WHAT TO DO:
Retype exactly the line holding "Target: weathered rock texture" and each line that follows, down to the last one. Exclude pictures.

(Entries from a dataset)
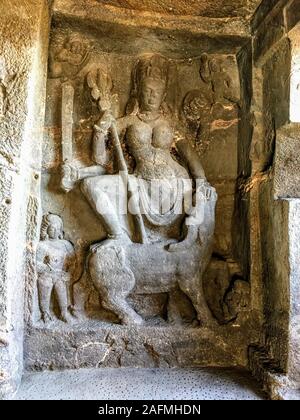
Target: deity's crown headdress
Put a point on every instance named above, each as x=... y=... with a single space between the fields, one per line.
x=152 y=66
x=149 y=66
x=47 y=220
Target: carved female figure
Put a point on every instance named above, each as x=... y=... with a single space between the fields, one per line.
x=55 y=264
x=148 y=134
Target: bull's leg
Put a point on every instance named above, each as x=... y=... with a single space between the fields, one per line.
x=194 y=291
x=114 y=282
x=174 y=315
x=122 y=309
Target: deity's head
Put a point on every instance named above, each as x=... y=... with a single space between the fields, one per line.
x=150 y=82
x=52 y=227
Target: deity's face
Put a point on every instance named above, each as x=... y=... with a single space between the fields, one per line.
x=55 y=230
x=152 y=95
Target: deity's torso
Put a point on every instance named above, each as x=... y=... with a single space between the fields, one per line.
x=150 y=142
x=54 y=256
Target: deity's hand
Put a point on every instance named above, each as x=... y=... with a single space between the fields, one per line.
x=105 y=123
x=70 y=175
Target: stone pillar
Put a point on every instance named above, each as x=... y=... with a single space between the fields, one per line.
x=24 y=33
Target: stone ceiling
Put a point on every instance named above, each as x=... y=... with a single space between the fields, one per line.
x=207 y=8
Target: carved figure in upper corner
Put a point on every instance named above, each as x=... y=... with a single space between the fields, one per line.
x=236 y=300
x=69 y=59
x=139 y=254
x=55 y=266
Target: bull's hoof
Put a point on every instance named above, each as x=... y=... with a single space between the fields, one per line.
x=132 y=320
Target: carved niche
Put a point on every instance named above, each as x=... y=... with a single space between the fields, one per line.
x=138 y=205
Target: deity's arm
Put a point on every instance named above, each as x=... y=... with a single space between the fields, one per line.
x=191 y=159
x=100 y=153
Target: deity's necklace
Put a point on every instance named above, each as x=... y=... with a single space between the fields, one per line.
x=148 y=117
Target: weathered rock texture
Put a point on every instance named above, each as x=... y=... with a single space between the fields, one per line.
x=23 y=55
x=230 y=95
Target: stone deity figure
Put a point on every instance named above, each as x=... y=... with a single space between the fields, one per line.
x=55 y=265
x=161 y=243
x=148 y=134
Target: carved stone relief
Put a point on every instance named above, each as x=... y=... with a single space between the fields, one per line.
x=68 y=57
x=121 y=134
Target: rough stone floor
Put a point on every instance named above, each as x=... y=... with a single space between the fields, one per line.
x=144 y=384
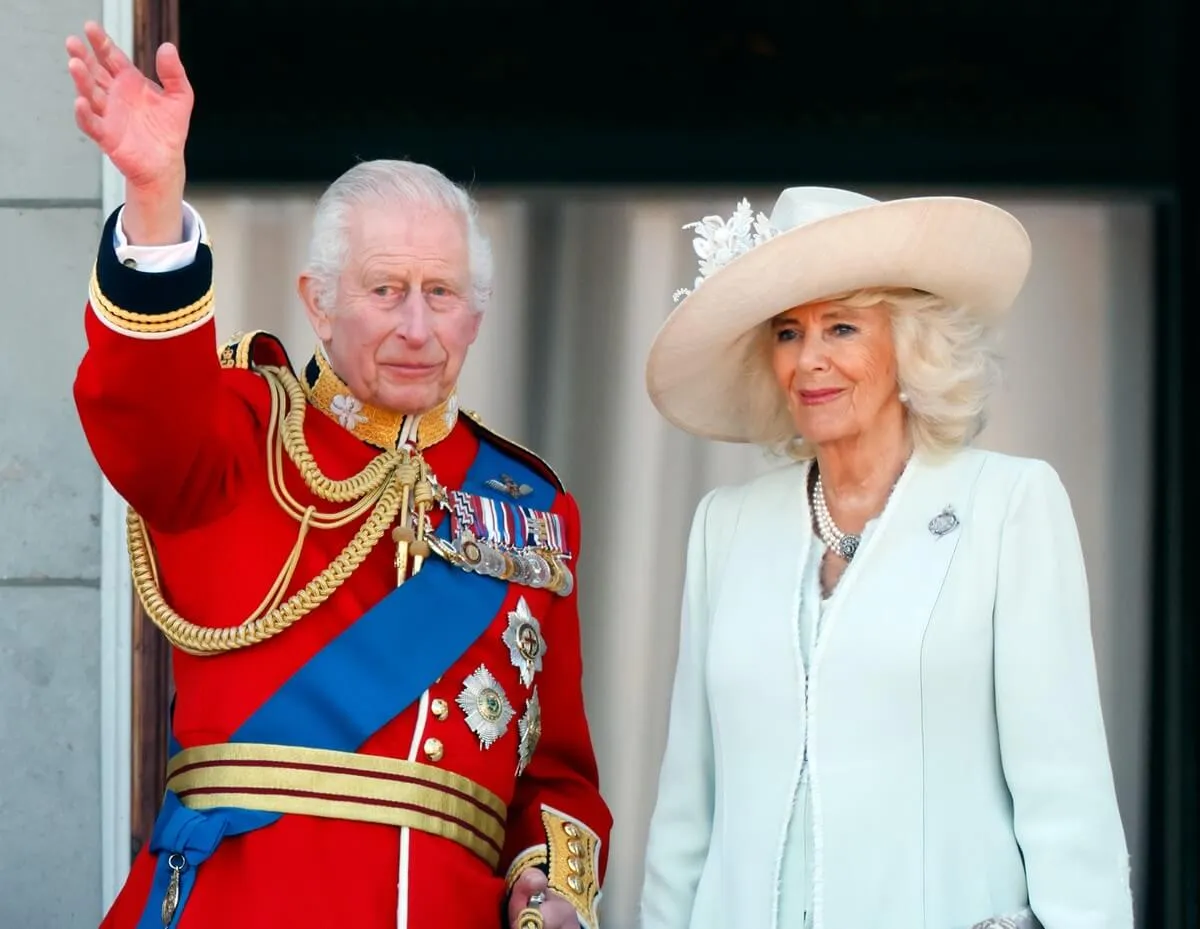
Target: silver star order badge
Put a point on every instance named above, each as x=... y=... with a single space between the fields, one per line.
x=529 y=727
x=525 y=641
x=486 y=706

SOLUTION TO THIS EXERCISE:
Target: weathered rock texture
Put a point on every instance named above, each as x=... y=... with a single space between the fields, one per line.
x=23 y=55
x=230 y=95
Target: stone deity figure
Put a point on every instance named above, each as x=... y=... with a single space between the fields, one per line.
x=55 y=265
x=161 y=243
x=148 y=134
Target: carved stone relief
Put a point on every instance named above, each as x=... y=... with a single space between the fields, one per line.
x=68 y=57
x=121 y=134
Target: rough stone floor
Put a point on every instance named above, each as x=... y=... with a single space between the fields, one per line.
x=144 y=384
Target: silver star order badge
Put a point on every instance named above, each as x=... y=... with a single space between the fields, one per line.
x=529 y=727
x=525 y=641
x=486 y=706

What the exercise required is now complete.